Reading passage -
■ ■ ■ ■
VikingVision

VikingVision is a high-performance vision processing library for FRC teams, built in Rust for speed and reliability.

Why VikingVision?

FRC vision processing needs to be fast, reliable, and run on resource-constrained hardware. VikingVision provides:

Performance: Parallel pipeline processing with minimal overhead
Ease of use: Configure pipelines in TOML (and soon a GUI!) without writing code
AprilTag support: Built-in detection for FRC game pieces
NetworkTables integration: Easy communication with robot code

Also, this is done in Rust, so it’s 🔥blazingly fast🔥 or whatever.

Using it from Python leads to performance bottlenecks, and unless you’re working with the latest Python version, has almost no capability for parallel processing. In any language, writing and maintaining complex programs for requirements that change every year is also a significant overhead, especially for teams without many programmers. By using VikingVision, that work is gone, and only a small configuration file needs to be maintained.

OpenCV’s spotty documentation and lack of safety (it caused a memory error in a Java program once) were enough for me (the person writing this documentation, hi!!!) to want to avoid it in favor of lower-level system bindings and reimplementations of the needed algorithms.

Why not Limelight?

It’s proprietary and expensive.

Why not PhotonVision?

PhotonVision has way more features, but VikingVision’s smaller feature set is suitable for a lot of use cases, and it should run faster for those. The total binary size of all of the artifacts (x64 linux, stripped, release build) comes in at about 42 MB, compared to PhotonVision’s 102MB JAR. Also having our own vision system makes us look cool to the judges.

What can you do with it?

Detect AprilTags for autonomous alignment
Build vision pipelines that can track game pieces by color and estimate their positions
Run multiple camera feeds simultaneously

Example

Want to detect all of the AprilTags that a camera can see and publish it to NetworkTables? A basic config looks like this:

[ntable]
team = 4121
identity = "vv-client"

[camera.tag-cam]
type = "v4l"
path = "/dev/video0"
width = 640
height = 480
fourcc = "YUYV"
fps = 30
outputs = ["fps", "tags"]

[component.fps]
type = "fps"

[component.tags]
type = "apriltag"
family = "tag36h11"

[component.tags-unpack]
type = "unpack"
input = "tags"

[component.nt-fps]
type = "ntable"
prefix = "%N/fps"
input.pretty = "fps.pretty"
input.fps = "fps.fps"
input.min = "fps.min"
input.max = "fps.max"

[component.nt-tags]
type = "ntable"
prefix = "%N/tags"
input.found = "tags.found"
input.ids = "tags-unpack.id"

Then running it is as simple as vv-cli config.toml.

Installation

Right now, the only option for installation is to build from source. This requires Rust to be installed (which is typically done using rustup), along with a C compiler (GCC or Clang on Linux, one of which should already be installed by default) to build with apriltag support.

Quick installation

With all of the prerequisites installed, you can run cargo install --git https://github.com/FRC-4121/VikingVision <bins>, where <bins> is the binary targets to install, passed as separate arguments. For example, to install just the CLI and playground, you’d run cargo install --git https://github.com/FRC-4121/VikingVision vv-cli vv-pg. The available targets are:

vv-cli - The command-line interface for the library, which handles loading and running pipelines. It doesn’t have any fancy features, but can run without a desktop environment and only using the minimal resources.
■ ■ ■ ■
Pointing and labeling entries:
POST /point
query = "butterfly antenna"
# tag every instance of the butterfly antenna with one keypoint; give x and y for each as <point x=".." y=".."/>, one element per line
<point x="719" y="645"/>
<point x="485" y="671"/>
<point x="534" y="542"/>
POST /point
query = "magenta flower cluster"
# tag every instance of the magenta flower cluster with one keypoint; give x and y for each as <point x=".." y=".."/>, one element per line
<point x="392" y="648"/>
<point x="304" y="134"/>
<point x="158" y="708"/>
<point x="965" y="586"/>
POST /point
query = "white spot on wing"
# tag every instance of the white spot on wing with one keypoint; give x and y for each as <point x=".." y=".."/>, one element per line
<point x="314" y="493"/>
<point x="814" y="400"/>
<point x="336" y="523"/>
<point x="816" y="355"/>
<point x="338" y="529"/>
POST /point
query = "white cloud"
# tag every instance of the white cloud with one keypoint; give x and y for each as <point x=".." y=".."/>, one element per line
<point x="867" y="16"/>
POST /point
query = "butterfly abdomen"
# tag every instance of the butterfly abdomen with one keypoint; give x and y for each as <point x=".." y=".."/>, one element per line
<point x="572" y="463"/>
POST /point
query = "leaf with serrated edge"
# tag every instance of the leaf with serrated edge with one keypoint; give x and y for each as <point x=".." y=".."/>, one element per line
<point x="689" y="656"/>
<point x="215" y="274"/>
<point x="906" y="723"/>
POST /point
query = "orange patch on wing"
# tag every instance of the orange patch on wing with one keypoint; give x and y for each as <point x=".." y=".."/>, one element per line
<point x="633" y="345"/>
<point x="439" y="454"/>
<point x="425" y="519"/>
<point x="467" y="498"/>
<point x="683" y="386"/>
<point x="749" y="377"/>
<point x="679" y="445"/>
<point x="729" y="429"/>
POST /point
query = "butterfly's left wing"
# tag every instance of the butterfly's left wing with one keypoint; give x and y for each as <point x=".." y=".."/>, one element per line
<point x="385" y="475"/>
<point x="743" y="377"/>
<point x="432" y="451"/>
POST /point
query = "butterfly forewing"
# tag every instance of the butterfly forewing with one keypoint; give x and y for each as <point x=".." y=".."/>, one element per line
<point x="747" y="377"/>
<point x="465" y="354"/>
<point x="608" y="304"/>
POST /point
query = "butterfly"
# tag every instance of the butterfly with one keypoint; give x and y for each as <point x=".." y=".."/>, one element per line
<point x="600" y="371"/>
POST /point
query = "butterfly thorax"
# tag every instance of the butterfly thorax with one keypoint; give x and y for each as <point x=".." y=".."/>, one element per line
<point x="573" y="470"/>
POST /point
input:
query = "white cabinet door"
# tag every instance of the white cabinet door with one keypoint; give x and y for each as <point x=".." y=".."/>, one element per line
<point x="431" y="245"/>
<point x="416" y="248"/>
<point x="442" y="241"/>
■ ■ ■ ■
What you will do -
A - Answer these questions about the VikingVision page:
(i) What is the approximate total binary size of all VikingVision artifacts?
(ii) What two reasons does the page give for not using Limelight?
(iii) What team number is set in the example configuration?
B - Report every line of the rows that contains the string "abdomen".

Results by task -
A -
(i) About 42 MB.
(ii) It is proprietary and expensive.
(iii) 4121.

B -
query = "butterfly abdomen"
# tag every instance of the butterfly abdomen with one keypoint; give x and y for each as <point x=".." y=".."/>, one element per line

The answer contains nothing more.